■ **TASK REQUIREMENTS**:
• 1. According to the article on cardiac arrest survival in Osaka, how many residents were trained in conventional CPR each year?
• 2. Pick up the article on cardiac arrest survival in Osaka after its final line and keep writing.

■ **EXCERPT TO READ**:
*-*-*
Better Procedures Raised SCA Survival in Japan

Researchers evaluating 8,782 bystander-witnessed cardiac events in Osaka, Japan from May 1998 to December 2006 say procedural changes during that period increased victims’ survival rate, lowered the median time from collapse to first shock, and raised bystander-initiated CPR from 19 percent to 36 percent. The results, reported in Circulation: Journal of the American Heart Association, were posted Tuesday by the American Heart Association.

The article says about 120,000 of Osaka's 8.8 million residents were trained in conventional CPR per year. During the study period, Japanese citizens received training in cardiopulmonary resuscitation and several other changes took place. Dispatcher instruction in CPR was introduced, and EMS personnel were permitted to deliver AED shocks without online physician oversight and to intubate patients in the field. Improvements included:

  • One-month survival of witnessed cardiac arrests improved from 5 percent to 12 percent.
*-*-*
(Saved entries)

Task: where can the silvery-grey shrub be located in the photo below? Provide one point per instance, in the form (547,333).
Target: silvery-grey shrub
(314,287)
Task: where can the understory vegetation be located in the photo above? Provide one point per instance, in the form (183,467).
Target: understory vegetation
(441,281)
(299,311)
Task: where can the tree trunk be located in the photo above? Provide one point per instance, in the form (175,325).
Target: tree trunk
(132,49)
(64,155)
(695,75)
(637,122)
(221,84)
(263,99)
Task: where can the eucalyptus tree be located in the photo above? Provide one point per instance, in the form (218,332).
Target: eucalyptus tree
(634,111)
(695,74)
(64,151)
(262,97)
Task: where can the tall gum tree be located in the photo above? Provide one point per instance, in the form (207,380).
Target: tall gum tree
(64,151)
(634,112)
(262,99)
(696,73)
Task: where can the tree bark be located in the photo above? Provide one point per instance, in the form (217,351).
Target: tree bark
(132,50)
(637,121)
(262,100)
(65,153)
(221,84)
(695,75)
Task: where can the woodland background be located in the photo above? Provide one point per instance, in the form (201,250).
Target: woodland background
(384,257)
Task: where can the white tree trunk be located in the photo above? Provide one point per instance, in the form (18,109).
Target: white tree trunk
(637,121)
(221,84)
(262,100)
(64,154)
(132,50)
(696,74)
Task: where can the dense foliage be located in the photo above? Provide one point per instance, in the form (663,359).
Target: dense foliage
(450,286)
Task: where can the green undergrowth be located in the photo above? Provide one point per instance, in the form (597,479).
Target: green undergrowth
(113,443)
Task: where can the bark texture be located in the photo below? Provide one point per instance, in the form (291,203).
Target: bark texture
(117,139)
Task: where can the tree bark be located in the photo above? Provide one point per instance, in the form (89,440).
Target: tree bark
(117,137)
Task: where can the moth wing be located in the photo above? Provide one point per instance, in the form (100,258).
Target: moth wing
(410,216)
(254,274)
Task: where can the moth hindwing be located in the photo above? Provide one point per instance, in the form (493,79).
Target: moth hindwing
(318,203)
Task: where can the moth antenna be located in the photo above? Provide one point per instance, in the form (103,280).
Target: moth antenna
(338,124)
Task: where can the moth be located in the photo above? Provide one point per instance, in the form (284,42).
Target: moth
*-*-*
■ **ANSWERS FOR THIS EXERCISE**:
• 1. About 120,000 of Osaka's 8.8 million residents.

• 2.
  • Median time from collapse to CPR decreased from 9 to 7 minutes because of the citizen training, and bystander-initiated CPR climbed from 19 percent to 36 percent.
  • Median time from collapse to calling EMS dropped from 4 to 2 minutes, and the median time from collapse to first shock went from 19 to 9 minutes.

"This study proves that improvement in the 'chain of survival' results in increased survival from out-of-hospital cardiac arrest in the real world," said Taku Iwami, M.D., lead author of the study and an assistant professor at the Kyoto University Health Service. "The improvement is mainly due to the improvement in the first three links of the chain, but there was some incremental benefit in the fourth link of advanced life support."